____ Document segment

I do agree with your premise - I remember "economics" in college (1964-65 as I remember).  It was all so muddled in my mind, never made above a "c."  In my nearly 40 years in the corporate world I don't recall ever using any of it.  In practice, if you learn something you can use the knowledge as power and do something about it.  For example, I learned early on that simply getting three bids on a project and taking the lowest one wasn't always the best idea.  You have to consider all factors besides price - delivery costs, reputation of supplier, engineering specs, ect.  You don't learn these things in school. Knowledge can be power if you actually do something about it.

Edit: How about "*Applied* knowledge *can *be power."


----------



## Smith (Jun 16, 2017)

Plasticweld said:


> Kyle very well written and laid out.  Captured me from the first paragraph and held me at every step of the way.  You presented the argument well and back it up with your opinions and examples.  Clean writing and some keen insight.



Hey Bob, thanks for reading. I'm very glad you liked it! And don't worry, I haven't forgotten to get back to your private message from a few weeks ago; just been very busy. 



midnightpoet said:


> I do agree with your premise - I remember "economics" in college (1964-65 as I remember).  It was all so muddled in my mind, never made above a "c."  In my nearly 40 years in the corporate world I don't recall ever using any of it.  In practice, if you learn something you can use the knowledge as power and do something about it.  For example, I learned early on that simply getting three bids on a project and taking the lowest one wasn't always the best idea.  You have to consider all factors besides price - delivery costs, reputation of supplier, engineering specs, ect.  You don't learn these things in school. Knowledge can be power if you actually do something about it.
> 
> Edit: How about "*Applied* knowledge *can *be power."



That tends to be how a lot of things go in our educational system. Memorizing trivia rather than actually *learning* which requires real-life application, as you said.

I'm happy that my piece got you to reflect and think back on your own experiences. It indicates that I'm making progress and writing something that's not only worthwhile for me, but also for those reading.


----------



## escorial (Jun 16, 2017)

Just good writing...cool


----------



## Smith (Jun 20, 2017)

Cheers esc! ;D


----------

________

Set task 1: Locate every line in the entries that contains the string "water" and copy each of those lines. Treat the match as case-sensitive.
The forum thread and the entries that follow it are unrelated pieces of material.

____ Source records

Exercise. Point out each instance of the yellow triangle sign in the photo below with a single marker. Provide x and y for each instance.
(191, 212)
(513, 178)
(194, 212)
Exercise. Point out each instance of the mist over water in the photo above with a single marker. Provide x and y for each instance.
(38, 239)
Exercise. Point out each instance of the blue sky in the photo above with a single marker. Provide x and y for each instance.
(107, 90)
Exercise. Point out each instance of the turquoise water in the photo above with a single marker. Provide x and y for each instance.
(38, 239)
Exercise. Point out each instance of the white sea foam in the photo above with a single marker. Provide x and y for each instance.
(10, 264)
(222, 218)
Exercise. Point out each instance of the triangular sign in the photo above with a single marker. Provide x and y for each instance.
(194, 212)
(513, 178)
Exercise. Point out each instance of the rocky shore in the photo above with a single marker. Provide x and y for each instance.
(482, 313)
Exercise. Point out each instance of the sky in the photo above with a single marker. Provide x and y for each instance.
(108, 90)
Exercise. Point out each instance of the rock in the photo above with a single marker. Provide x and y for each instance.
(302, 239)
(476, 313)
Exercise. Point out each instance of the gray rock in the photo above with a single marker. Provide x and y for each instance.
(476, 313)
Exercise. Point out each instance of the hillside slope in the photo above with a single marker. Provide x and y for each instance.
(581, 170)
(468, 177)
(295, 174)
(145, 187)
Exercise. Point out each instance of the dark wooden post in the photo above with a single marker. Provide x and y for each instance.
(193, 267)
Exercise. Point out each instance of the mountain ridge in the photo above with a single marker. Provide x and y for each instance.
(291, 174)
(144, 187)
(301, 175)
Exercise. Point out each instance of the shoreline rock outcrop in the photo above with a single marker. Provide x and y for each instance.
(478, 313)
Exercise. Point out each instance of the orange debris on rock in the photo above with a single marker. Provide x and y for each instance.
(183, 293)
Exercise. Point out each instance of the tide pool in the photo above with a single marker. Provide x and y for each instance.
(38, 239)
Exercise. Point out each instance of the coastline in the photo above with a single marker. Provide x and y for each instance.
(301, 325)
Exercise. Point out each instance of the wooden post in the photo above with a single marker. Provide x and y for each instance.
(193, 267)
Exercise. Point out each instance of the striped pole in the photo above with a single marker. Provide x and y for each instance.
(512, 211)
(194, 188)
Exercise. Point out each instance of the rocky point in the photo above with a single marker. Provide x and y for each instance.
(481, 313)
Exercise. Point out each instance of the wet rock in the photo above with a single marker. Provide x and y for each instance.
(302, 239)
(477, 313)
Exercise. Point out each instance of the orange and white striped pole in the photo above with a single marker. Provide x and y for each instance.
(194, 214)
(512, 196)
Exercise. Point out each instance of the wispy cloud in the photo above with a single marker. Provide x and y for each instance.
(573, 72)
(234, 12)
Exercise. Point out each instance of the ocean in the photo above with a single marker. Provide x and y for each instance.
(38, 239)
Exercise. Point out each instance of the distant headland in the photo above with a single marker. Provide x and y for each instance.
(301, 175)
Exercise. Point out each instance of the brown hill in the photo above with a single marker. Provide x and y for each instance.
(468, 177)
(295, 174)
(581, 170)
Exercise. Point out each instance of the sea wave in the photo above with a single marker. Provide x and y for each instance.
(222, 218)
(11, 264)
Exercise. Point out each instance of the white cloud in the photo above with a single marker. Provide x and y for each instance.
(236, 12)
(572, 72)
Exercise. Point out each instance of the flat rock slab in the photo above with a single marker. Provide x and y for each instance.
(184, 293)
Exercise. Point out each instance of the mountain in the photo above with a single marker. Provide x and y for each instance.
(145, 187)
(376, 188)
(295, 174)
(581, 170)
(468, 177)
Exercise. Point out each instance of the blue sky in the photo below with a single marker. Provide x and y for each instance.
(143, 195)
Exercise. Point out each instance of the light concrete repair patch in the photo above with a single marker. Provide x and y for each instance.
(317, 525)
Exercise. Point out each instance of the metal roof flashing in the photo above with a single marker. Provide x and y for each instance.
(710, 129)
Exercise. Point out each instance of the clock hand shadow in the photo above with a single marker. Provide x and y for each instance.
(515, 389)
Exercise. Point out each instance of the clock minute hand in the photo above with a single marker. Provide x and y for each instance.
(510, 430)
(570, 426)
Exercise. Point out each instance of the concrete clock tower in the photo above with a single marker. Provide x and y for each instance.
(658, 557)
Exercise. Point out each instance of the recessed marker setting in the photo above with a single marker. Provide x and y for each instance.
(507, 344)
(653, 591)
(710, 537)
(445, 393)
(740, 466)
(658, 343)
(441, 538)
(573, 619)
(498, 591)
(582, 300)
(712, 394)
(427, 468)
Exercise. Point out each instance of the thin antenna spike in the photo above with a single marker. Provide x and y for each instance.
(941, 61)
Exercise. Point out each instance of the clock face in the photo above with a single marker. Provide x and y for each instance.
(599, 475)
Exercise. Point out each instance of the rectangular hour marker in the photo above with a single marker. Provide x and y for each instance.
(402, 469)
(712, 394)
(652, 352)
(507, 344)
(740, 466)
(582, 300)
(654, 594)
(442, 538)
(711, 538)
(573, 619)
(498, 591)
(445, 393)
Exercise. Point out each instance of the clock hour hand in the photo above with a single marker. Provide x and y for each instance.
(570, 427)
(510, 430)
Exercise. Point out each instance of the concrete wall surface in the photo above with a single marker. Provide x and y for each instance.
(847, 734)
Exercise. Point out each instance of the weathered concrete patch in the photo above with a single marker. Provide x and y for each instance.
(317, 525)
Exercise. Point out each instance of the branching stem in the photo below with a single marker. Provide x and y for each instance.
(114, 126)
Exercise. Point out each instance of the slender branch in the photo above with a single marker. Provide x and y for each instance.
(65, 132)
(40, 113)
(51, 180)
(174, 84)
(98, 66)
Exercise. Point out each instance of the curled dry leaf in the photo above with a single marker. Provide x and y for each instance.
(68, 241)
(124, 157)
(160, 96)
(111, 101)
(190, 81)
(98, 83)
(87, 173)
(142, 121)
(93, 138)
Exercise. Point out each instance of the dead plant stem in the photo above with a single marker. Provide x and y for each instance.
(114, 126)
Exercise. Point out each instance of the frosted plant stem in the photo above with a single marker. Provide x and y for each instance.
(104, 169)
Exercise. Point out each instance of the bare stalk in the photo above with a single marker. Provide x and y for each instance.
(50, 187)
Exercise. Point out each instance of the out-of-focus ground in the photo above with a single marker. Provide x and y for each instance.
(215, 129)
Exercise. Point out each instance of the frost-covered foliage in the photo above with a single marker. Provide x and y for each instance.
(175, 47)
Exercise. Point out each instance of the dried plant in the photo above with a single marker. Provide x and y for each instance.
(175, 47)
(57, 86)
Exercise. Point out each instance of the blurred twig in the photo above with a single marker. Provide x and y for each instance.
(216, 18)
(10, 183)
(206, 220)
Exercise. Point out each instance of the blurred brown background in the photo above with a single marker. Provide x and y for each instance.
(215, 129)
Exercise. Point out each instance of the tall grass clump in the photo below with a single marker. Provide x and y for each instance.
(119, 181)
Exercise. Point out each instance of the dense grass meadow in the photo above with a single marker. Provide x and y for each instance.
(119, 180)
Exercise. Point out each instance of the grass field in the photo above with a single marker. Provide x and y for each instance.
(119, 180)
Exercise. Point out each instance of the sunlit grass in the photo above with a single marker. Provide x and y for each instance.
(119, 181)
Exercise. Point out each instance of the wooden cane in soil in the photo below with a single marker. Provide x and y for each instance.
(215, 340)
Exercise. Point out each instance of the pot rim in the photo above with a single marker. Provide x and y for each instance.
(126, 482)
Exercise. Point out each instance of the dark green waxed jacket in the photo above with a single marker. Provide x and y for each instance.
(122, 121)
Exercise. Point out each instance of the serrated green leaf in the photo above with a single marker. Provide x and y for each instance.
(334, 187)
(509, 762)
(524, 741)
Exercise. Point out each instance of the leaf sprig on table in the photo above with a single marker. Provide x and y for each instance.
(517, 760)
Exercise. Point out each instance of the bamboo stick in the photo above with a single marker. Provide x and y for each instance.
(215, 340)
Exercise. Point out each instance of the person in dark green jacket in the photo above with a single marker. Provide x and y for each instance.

________

Set task 2: According to the forum thread, how long did midnightpoet spend in the corporate world?

Written response 1:
Exercise. Point out each instance of the mist over water in the photo above with a single marker. Provide x and y for each instance.
Exercise. Point out each instance of the turquoise water in the photo above with a single marker. Provide x and y for each instance.

Written response 2: Nearly 40 years.